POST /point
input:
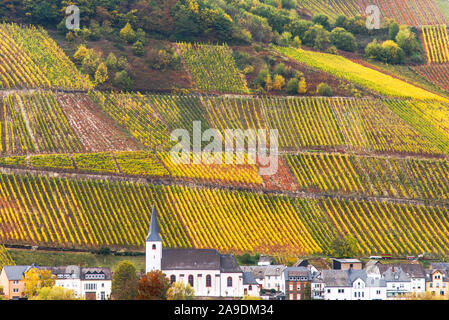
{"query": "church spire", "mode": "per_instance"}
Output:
(153, 232)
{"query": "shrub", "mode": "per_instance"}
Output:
(343, 39)
(279, 82)
(292, 86)
(324, 89)
(138, 48)
(127, 33)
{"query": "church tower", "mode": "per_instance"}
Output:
(153, 245)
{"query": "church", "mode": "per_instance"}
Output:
(210, 274)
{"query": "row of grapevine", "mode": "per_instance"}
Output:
(331, 8)
(436, 43)
(213, 68)
(359, 74)
(5, 258)
(32, 59)
(93, 213)
(371, 176)
(142, 164)
(33, 122)
(359, 125)
(438, 74)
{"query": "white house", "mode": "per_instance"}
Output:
(398, 282)
(209, 273)
(87, 283)
(270, 277)
(413, 271)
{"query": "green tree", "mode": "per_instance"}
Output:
(393, 30)
(317, 37)
(127, 33)
(406, 39)
(101, 75)
(138, 48)
(55, 293)
(111, 61)
(344, 247)
(292, 86)
(153, 286)
(124, 281)
(180, 291)
(323, 20)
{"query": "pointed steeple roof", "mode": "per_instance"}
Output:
(153, 232)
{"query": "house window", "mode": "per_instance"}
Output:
(208, 281)
(229, 281)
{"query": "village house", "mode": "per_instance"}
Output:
(209, 273)
(346, 264)
(297, 283)
(352, 285)
(437, 282)
(11, 279)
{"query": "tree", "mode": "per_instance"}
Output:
(343, 39)
(292, 86)
(324, 89)
(344, 247)
(34, 279)
(124, 281)
(393, 30)
(153, 286)
(323, 20)
(111, 61)
(101, 75)
(138, 48)
(180, 291)
(279, 82)
(302, 86)
(406, 39)
(127, 33)
(55, 293)
(81, 53)
(285, 39)
(268, 83)
(317, 37)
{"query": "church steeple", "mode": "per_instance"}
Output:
(153, 232)
(153, 245)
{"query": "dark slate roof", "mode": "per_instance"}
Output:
(228, 264)
(413, 270)
(297, 272)
(65, 272)
(153, 232)
(249, 279)
(15, 272)
(440, 265)
(336, 278)
(190, 259)
(93, 271)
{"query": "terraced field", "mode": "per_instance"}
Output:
(31, 59)
(93, 213)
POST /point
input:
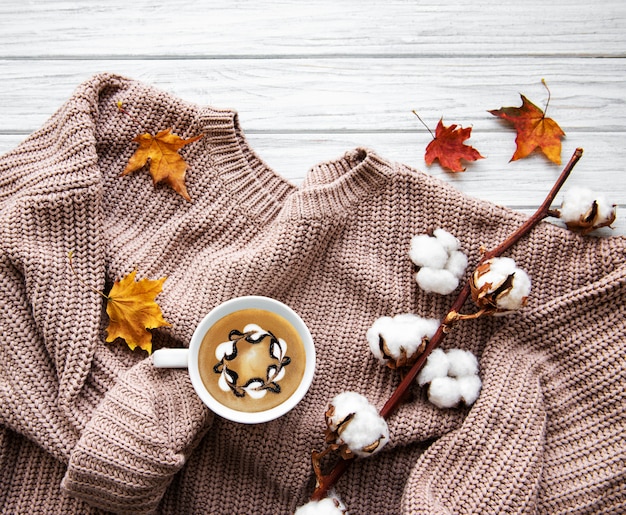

━━━━━━━━

_Task objective:_
Pull out every line of the items that contains the string "tree". Treat uppercase and lowercase as different.

_Final result:_
{"query": "green tree", "mode": "per_instance"}
{"query": "tree", "mode": "per_instance"}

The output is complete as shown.